╭─ Excerpted data
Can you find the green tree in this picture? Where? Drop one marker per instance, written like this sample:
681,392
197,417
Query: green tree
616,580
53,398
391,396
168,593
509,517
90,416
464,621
╰─
What to do.
Copy all of the data above again, requests included, but multiply each x,y coordinate in the answers by 1.9 and round to the nearest whole number, with halves rounded up. Leave the numbers in the requests and their format samples unchanged.

Expected output.
Can you find the green tree in this picture? Where? Drop one marker per instance, written like this sample:
681,392
197,417
Query: green tree
1170,1102
101,756
743,752
319,1127
967,982
171,790
882,1180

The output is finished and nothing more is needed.